_ZIEL DER AUFGABE_: Überführe den Abschnitt, der mit der Zeile beginnt, die „Target: white ceiling“ enthält, und bis zum Ende der Zeilen reicht (beide Enden eingeschlossen), in eine zweispaltige CSV mit den Spalten „Aufforderung“ und „Antwort“. Jede Aufforderung bildet mit ihrer Antwort eine CSV-Zeile, jedes Feld steht in Anführungszeichen, Zeilenumbrüche werden zu Leerzeichen, und die Bildvermerke bleiben weg.
::::::::
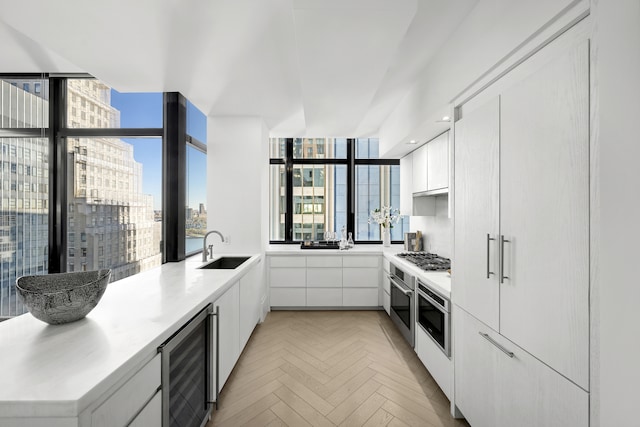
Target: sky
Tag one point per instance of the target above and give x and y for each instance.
(144, 110)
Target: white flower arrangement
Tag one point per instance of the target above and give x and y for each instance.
(385, 216)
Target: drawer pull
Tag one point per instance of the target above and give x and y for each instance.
(491, 340)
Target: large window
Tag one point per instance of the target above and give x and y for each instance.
(196, 211)
(114, 188)
(80, 144)
(311, 191)
(24, 185)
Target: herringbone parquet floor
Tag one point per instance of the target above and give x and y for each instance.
(329, 368)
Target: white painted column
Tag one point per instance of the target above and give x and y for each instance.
(237, 183)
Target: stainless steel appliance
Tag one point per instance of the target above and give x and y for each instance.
(413, 241)
(433, 312)
(402, 306)
(426, 261)
(187, 380)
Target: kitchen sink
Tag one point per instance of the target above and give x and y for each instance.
(225, 263)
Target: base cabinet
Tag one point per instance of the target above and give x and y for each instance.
(228, 306)
(498, 384)
(151, 415)
(130, 399)
(324, 281)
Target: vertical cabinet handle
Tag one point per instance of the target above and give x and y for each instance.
(217, 314)
(489, 239)
(492, 341)
(502, 242)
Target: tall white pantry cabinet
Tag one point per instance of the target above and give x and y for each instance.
(521, 256)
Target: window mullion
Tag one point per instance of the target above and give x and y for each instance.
(288, 217)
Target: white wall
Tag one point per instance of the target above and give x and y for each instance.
(617, 72)
(437, 231)
(493, 29)
(237, 184)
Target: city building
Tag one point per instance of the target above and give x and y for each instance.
(111, 223)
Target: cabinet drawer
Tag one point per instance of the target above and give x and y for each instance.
(360, 297)
(324, 297)
(123, 405)
(288, 297)
(287, 261)
(494, 389)
(324, 277)
(324, 261)
(360, 261)
(287, 277)
(360, 277)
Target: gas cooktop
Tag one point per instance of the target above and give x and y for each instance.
(426, 261)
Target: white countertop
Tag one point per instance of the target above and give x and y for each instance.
(295, 249)
(439, 281)
(59, 370)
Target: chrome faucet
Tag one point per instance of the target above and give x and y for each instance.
(206, 251)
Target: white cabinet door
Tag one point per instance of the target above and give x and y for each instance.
(433, 358)
(475, 260)
(419, 169)
(544, 184)
(476, 369)
(250, 296)
(406, 185)
(535, 395)
(228, 306)
(438, 163)
(151, 415)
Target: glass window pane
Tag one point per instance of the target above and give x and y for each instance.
(377, 186)
(277, 148)
(24, 103)
(24, 210)
(93, 104)
(278, 203)
(196, 213)
(196, 123)
(319, 148)
(320, 201)
(115, 189)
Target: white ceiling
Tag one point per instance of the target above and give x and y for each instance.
(308, 67)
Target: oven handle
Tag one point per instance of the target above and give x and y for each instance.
(433, 302)
(402, 289)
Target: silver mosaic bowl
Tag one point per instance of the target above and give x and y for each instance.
(65, 297)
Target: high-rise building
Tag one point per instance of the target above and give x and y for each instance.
(24, 190)
(111, 223)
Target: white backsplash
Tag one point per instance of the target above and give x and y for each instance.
(437, 231)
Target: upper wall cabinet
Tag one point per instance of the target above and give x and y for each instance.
(438, 163)
(419, 171)
(424, 172)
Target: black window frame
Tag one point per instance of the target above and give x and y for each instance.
(350, 161)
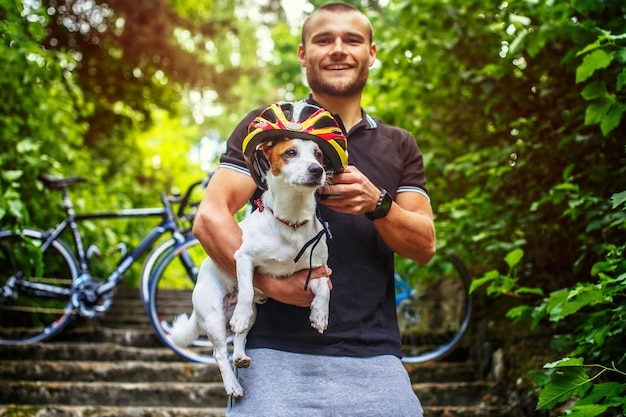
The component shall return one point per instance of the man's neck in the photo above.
(348, 108)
::::::::
_DIE LÖSUNG_:
Aufforderung,Antwort
"Target: white ceiling Tag one point per instance of the target above and give x and y for each instance.","(308, 67)"
"Target: oven handle Tag one point per instance of the target above and give x and y for each instance.","(433, 302) (402, 289)"
"Target: silver mosaic bowl Tag one point per instance of the target above and give x and y for each instance.","(65, 297)"
"Target: high-rise building Tag one point per instance of the target above and give x and y for each instance.","(24, 190) (111, 223)"
"Target: white backsplash Tag one point per instance of the target above and give x and y for each instance.","(437, 231)"
"Target: upper wall cabinet Tag one point per instance of the target above and give x and y for each instance.","(438, 163) (419, 171) (424, 172)"
"Target: black window frame Tag one point per instance of the target above and give x and y for each instance.","(350, 161)"
"The component shall return one point per instance of the man's neck in the photo above.","(348, 108)"